Information provided ::

......

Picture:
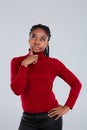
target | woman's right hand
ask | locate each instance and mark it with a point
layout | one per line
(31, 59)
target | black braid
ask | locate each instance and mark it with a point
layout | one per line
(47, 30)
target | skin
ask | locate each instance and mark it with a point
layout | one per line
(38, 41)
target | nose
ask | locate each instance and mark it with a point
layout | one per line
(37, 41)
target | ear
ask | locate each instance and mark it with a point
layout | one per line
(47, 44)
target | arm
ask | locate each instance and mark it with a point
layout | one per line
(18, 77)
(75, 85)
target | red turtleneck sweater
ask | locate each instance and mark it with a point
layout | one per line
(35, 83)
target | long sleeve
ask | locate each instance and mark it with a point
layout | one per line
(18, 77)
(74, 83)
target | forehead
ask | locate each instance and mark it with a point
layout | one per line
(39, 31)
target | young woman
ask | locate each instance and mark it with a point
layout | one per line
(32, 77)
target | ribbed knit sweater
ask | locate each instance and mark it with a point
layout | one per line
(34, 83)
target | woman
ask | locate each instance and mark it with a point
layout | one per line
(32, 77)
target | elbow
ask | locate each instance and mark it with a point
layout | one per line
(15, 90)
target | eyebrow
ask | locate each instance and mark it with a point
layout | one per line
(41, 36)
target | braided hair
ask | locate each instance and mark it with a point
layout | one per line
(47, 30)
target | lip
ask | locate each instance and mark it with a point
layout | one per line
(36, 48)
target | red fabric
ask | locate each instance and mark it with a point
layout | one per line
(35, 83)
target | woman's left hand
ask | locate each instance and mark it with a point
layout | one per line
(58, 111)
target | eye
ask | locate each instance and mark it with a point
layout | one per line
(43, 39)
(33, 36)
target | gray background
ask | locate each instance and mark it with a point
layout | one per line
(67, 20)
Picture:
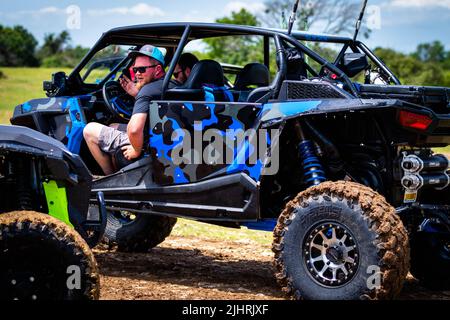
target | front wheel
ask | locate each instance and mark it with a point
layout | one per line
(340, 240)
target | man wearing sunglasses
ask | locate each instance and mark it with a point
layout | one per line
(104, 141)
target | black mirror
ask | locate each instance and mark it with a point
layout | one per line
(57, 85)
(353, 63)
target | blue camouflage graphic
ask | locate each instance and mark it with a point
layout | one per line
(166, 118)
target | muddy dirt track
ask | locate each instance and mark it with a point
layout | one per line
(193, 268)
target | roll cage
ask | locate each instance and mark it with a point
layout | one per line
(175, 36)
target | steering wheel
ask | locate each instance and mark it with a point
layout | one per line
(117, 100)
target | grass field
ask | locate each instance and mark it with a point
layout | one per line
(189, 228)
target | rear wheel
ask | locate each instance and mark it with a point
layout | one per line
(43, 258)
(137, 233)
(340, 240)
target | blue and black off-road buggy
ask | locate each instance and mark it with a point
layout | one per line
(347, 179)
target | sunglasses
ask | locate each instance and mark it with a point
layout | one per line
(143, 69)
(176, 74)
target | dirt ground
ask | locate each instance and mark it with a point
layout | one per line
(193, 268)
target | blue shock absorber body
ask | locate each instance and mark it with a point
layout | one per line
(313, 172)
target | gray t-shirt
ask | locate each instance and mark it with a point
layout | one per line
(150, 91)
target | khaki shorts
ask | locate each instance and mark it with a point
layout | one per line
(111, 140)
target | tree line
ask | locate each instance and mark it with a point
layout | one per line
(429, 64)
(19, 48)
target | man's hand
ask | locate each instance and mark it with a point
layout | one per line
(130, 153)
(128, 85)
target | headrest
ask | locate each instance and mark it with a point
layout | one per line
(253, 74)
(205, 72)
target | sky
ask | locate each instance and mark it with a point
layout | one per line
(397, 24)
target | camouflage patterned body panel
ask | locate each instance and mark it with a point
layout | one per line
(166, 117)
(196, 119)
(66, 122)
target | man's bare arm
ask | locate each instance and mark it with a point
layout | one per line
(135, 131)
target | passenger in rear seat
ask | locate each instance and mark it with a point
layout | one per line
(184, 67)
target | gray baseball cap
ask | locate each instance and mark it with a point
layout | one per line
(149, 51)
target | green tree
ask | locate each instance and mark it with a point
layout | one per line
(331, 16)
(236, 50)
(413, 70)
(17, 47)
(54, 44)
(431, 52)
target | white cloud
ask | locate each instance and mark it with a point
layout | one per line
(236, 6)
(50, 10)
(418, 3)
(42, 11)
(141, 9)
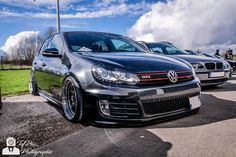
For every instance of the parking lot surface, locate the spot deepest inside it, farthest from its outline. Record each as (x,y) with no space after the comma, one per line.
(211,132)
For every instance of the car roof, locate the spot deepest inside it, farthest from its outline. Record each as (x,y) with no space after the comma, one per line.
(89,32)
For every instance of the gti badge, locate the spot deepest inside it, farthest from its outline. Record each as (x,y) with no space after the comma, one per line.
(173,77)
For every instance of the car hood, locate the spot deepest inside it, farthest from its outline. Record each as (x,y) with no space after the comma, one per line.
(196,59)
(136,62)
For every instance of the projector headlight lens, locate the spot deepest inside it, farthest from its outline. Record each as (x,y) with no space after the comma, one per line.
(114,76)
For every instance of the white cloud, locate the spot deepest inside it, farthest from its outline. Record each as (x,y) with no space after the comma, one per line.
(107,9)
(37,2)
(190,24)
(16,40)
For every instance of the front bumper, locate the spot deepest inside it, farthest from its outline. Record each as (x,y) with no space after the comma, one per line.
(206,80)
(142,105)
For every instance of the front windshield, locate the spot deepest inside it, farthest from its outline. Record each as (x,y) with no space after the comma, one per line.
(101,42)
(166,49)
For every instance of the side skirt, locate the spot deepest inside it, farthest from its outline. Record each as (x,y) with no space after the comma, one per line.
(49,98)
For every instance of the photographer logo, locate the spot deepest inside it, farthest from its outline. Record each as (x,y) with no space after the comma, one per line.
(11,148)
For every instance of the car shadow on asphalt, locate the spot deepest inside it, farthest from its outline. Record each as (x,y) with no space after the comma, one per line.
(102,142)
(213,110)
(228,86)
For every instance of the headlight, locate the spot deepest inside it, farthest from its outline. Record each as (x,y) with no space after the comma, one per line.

......

What the exercise asks :: What you give back should be the full material above, retyped exactly, with every image removed.

Written reply ::
Picture:
target | woman's right hand
ask | locate each instance and mark it with a point
layout | one per line
(31, 59)
target | black braid
ask | locate each instance and mark it with a point
layout | one per line
(47, 30)
target | skin
ask | locate each instance and mark it with a point
layout | one per line
(38, 41)
target | nose
ask | locate each instance and mark it with a point
layout | one per line
(37, 41)
target | ear
ask | locate each instance and mark it with a point
layout | one per line
(47, 44)
target | arm
ask | locate each instance and mark it with a point
layout | one per line
(18, 77)
(75, 85)
target | red turtleneck sweater
ask | locate each instance and mark it with a point
layout | one per line
(35, 83)
target | long sleeve
ask | locate each instance and mark it with a point
layout | one per line
(18, 77)
(74, 83)
target | forehead
ask | locate each instance and mark it with a point
layout | one per line
(39, 31)
target | young woman
ask | locate each instance and mark it with a point
layout | one per line
(32, 77)
target | ribbed knit sweater
ask | locate each instance and mark it with a point
layout | one per line
(34, 83)
target | woman
ask | locate each instance and mark it with a point
layout | one per line
(32, 77)
target | elbow
ask | locate each instance and mark it with a point
layout | one per line
(15, 90)
target | eyebrow
ask | locate each instance and mark it with a point
layout | one per line
(41, 36)
target | braided hair
ask | locate each instance and mark it with a point
layout | one per line
(47, 30)
target | lip
ask | locate each instance and mark it with a point
layout | one per line
(36, 48)
target | red fabric
ask | locate each instance and mark it with a point
layout | one per line
(35, 83)
target | woman's left hand
ask | locate each instance and mark it with a point
layout | one per line
(58, 111)
target | eye
ask | locate each instance and mark it with a point
layout | one per line
(43, 39)
(33, 36)
target | gray background
ask | locate each instance and mark it with a point
layout | one per line
(67, 20)
Picture:
target | front wheel
ask | locate each instance and mark it with a point
layout | one per line
(340, 240)
target | man wearing sunglasses
ask | locate each instance and mark it with a point
layout | one per line
(104, 141)
target | black mirror
ask | locate each instance and mark it with a point
layout | one per line
(57, 85)
(353, 63)
target | blue camouflage graphic
ask | locate each instance and mark it with a point
layout | one per line
(166, 118)
target | muddy dirt track
ask | locate each instance and mark it with a point
layout | one per line
(193, 268)
target | roll cage
ask | locate each instance and mark it with a point
layout | one per line
(175, 36)
target | steering wheel
ask | locate each instance and mark it with a point
layout | one per line
(117, 100)
target | grass field
ask | locate each instance and mark it with a point
layout | one per line
(189, 228)
target | rear wheel
ask | locate each instance and mark it with a point
layout | one per line
(43, 258)
(137, 233)
(340, 240)
target | blue and black off-road buggy
ask | locate each instance and mark it with a point
layout | one per line
(347, 179)
target | sunglasses
ask | locate each instance and mark it with a point
layout | one per line
(143, 69)
(176, 74)
target | dirt ground
ask | locate each instance and mark it with a point
layout | one per line
(193, 268)
target | blue shock absorber body
ask | locate each instance and mark it with a point
layout | one per line
(313, 172)
target | gray t-shirt
ask | locate each instance and mark it with a point
layout | one per line
(150, 91)
target | khaki shorts
ask | locate each instance and mark it with a point
layout | one per line
(111, 140)
target | tree line
ask | locate each instance and mark it with a point
layout | one per line
(429, 64)
(19, 48)
target | man's hand
ask | locate each instance and mark it with a point
layout | one per line
(130, 153)
(128, 85)
target | headrest
ask | locate each instance and mark it with a point
layout | one per line
(253, 74)
(205, 72)
target | sky
ask | locate each instance and mark it with a point
layout | one per line
(397, 24)
target | camouflage patterned body panel
ask | locate each instance and mark it with a point
layout | one per line
(166, 117)
(196, 119)
(66, 122)
target | man's bare arm
ask | locate each instance and mark it with a point
layout | one per line
(135, 131)
target | passenger in rear seat
ask | locate each instance and mark it with a point
layout | one per line
(184, 67)
target | gray baseball cap
ask | locate each instance and mark it with a point
layout | one per line
(149, 51)
target | green tree
ask | locate each instance and mark it with a point
layout | one per line
(331, 16)
(236, 50)
(413, 70)
(17, 47)
(54, 44)
(431, 52)
target | white cloud
ask | locate each instance and mark it with a point
layout | one per line
(236, 6)
(50, 10)
(418, 3)
(42, 11)
(141, 9)
For every instance of the parking lot surface, locate the spot deepest inside it, farthest from its outline. Record each as (x,y) with no space after the comma, one per line.
(211,132)
For every instance of the car roof, locate the spot deepest inside it, farthest from its outline. Record each as (x,y) with no space after the comma, one per line.
(89,32)
For every instance of the gti badge, locate the spot deepest inside it, farthest from its outline. Record each as (x,y) with no space after the comma, one per line.
(173,77)
For every instance of the car hood, locate the spot deepest inside it, farthest from its outline. Record each as (x,y) with no space after the comma, one per line.
(196,59)
(136,62)
For every instance of the projector headlight lens, locate the spot deepest inside it, farthest from its outline. Record each as (x,y) with no space after the comma, one per line.
(114,76)
For every instance of the white cloud, locate the spot deepest inside it, farthest from its outline. Record each as (x,y) with no space after the comma, one per line.
(107,9)
(37,2)
(190,24)
(16,40)
For every instance of the front bumper, locate the spot deepest inside it, farthest from its outline. Record each as (x,y) with no space after the comma, one per line.
(206,80)
(142,105)
For every instance of the front windshield, locate the spot deepest inside it, farthest from its outline. Record each as (x,y) with no space after the comma, one per line.
(101,42)
(166,49)
For every instance of the side skirt, locate the spot deepest inside it, farthest from its outline. Record each as (x,y) with no space after the comma, one per line.
(49,98)
For every instance of the photographer logo, locate the spot deepest inside it, farthest from its outline. Record each as (x,y) with no space after the comma, one per line.
(11,148)
For every instance of the car shadow on asphalt, locate the spot deepest inside it, farthest from its outline. Record each as (x,y) with no space after the comma, one per line.
(102,142)
(213,110)
(228,86)
For every instance of the headlight, locate the spot deepest inside it, farthest from its outline. Record each as (x,y) with no space after the comma, one per line.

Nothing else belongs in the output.